• **GIVEN PROBLEM**: Please rewrite the entries from the line containing "Objective — one point per instance of the woman's face" through the end of the entries as a JSON list of strings, one string per line, leaving out blank lines.
--- Start ---
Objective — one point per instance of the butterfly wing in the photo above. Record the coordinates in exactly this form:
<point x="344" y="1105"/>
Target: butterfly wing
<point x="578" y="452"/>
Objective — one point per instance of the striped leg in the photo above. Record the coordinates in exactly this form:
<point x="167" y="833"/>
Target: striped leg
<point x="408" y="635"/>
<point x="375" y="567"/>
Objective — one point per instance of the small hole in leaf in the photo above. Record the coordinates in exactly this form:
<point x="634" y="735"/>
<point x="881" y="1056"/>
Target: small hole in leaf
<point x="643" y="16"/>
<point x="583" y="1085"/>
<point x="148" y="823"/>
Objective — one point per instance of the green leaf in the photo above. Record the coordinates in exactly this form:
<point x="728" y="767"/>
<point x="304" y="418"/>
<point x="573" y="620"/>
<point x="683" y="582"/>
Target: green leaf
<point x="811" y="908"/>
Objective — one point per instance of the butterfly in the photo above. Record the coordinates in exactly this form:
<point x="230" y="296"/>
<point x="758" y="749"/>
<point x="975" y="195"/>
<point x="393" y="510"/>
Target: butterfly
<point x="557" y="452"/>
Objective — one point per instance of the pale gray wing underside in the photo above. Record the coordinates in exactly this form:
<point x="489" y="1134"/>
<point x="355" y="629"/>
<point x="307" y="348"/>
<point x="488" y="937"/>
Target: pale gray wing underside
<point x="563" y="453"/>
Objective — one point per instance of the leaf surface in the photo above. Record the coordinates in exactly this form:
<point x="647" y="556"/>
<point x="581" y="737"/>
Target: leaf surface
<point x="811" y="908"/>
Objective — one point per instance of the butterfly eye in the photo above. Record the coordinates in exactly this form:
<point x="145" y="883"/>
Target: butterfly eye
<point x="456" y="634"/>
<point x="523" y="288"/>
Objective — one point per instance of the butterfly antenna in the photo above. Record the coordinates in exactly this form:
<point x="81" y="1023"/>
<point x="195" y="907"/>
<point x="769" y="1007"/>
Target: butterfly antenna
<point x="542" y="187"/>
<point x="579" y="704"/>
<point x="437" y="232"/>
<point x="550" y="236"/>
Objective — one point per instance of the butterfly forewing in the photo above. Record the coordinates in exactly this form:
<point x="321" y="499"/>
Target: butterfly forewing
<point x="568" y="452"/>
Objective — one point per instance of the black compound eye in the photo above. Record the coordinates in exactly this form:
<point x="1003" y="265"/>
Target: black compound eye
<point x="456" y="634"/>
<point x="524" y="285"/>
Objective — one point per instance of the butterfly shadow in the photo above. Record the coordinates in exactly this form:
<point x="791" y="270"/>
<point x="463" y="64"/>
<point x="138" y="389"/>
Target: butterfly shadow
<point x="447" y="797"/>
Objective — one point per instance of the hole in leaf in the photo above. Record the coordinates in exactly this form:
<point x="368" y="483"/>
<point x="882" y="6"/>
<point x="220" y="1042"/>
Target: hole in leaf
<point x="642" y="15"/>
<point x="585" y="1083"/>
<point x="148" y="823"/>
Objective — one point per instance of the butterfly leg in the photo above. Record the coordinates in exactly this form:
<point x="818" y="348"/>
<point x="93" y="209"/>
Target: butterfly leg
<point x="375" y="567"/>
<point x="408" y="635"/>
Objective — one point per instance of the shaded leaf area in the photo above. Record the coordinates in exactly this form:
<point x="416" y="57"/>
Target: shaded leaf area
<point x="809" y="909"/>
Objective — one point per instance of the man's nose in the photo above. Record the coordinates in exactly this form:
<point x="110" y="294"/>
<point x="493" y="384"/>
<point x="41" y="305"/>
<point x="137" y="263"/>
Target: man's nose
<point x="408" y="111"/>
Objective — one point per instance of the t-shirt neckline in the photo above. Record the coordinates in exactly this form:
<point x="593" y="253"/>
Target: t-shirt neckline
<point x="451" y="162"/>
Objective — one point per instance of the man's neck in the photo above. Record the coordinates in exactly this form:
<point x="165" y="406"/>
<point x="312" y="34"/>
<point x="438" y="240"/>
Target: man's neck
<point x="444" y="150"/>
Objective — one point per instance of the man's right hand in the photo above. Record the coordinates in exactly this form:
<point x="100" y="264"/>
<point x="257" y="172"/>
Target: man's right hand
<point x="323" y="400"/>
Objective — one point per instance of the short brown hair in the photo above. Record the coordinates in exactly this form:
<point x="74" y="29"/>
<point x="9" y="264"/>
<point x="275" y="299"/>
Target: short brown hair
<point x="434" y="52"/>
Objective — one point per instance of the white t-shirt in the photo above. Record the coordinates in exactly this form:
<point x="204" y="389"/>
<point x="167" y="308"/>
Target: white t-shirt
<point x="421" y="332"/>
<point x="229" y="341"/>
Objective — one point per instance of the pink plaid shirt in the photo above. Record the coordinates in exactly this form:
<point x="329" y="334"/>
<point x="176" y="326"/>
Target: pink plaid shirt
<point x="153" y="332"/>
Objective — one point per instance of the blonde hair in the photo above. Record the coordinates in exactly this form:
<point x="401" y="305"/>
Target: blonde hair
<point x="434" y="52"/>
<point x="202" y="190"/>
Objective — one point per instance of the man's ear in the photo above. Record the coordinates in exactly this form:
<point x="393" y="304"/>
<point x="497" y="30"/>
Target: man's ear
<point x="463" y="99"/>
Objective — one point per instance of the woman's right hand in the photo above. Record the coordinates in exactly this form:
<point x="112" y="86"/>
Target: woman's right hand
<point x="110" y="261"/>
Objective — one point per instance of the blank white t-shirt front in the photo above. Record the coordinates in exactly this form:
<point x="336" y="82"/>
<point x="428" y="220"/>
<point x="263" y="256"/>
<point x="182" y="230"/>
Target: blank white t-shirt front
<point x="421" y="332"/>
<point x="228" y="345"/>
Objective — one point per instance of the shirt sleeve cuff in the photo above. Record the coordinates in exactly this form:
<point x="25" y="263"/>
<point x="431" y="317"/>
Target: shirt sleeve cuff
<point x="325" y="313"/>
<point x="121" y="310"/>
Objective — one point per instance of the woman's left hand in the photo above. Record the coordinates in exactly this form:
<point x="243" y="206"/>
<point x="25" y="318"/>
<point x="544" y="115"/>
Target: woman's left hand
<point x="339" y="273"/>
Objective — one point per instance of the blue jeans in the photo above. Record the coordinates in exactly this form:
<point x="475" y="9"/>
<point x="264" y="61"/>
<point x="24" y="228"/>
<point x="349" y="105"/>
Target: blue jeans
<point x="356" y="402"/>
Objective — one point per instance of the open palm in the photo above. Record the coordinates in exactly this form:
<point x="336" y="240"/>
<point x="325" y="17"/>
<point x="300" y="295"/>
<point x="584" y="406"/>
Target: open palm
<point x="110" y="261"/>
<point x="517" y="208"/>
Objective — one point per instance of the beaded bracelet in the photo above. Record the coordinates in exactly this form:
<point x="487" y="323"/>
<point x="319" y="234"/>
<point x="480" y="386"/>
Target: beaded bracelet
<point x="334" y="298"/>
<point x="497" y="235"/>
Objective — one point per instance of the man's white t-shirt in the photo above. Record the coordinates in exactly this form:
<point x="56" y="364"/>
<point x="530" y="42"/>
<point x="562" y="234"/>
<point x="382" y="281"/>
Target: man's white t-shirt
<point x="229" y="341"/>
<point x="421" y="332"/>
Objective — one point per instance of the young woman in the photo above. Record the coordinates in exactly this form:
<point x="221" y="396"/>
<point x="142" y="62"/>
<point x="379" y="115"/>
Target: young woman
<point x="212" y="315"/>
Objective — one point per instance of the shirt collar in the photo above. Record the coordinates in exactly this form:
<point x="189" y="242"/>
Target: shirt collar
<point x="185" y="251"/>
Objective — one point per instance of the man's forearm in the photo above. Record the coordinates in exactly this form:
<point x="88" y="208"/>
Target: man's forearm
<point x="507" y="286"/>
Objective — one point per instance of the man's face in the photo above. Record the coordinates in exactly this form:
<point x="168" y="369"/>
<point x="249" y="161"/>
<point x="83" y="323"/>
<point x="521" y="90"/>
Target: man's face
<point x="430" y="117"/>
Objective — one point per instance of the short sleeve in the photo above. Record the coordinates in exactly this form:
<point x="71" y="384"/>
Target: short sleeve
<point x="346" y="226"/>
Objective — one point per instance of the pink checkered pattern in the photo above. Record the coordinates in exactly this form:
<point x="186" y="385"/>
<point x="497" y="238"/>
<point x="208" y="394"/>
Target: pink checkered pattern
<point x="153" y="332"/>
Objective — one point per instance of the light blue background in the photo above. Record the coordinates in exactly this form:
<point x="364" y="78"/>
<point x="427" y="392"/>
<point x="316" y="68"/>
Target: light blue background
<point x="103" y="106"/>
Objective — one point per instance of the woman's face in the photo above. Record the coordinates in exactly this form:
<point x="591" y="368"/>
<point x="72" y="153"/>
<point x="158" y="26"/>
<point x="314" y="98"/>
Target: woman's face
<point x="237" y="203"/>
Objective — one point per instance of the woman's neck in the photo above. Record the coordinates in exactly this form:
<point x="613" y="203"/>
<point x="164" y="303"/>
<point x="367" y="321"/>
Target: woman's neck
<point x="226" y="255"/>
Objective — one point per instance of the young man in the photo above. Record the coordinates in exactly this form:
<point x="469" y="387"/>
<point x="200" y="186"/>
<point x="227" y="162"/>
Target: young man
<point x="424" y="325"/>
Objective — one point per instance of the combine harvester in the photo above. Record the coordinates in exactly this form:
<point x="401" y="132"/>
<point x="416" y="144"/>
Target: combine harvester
--- End ---
• **ANSWER TO THIS EXERCISE**:
[
  "Objective — one point per instance of the woman's face in the photo above. Record the coordinates in exactly this form:",
  "<point x=\"591\" y=\"368\"/>",
  "<point x=\"72\" y=\"153\"/>",
  "<point x=\"158\" y=\"26\"/>",
  "<point x=\"314\" y=\"98\"/>",
  "Target: woman's face",
  "<point x=\"237\" y=\"203\"/>",
  "Objective — one point per instance of the woman's neck in the photo above. Record the coordinates in exactly this form:",
  "<point x=\"613\" y=\"203\"/>",
  "<point x=\"164\" y=\"303\"/>",
  "<point x=\"367\" y=\"321\"/>",
  "Target: woman's neck",
  "<point x=\"226\" y=\"255\"/>",
  "Objective — one point per instance of the young man in the photo above. Record the coordinates in exactly this form:",
  "<point x=\"469\" y=\"387\"/>",
  "<point x=\"200\" y=\"186\"/>",
  "<point x=\"227\" y=\"162\"/>",
  "Target: young man",
  "<point x=\"424\" y=\"325\"/>",
  "Objective — one point per instance of the combine harvester in the photo above. Record the coordinates in exactly this form:",
  "<point x=\"401\" y=\"132\"/>",
  "<point x=\"416\" y=\"144\"/>",
  "Target: combine harvester"
]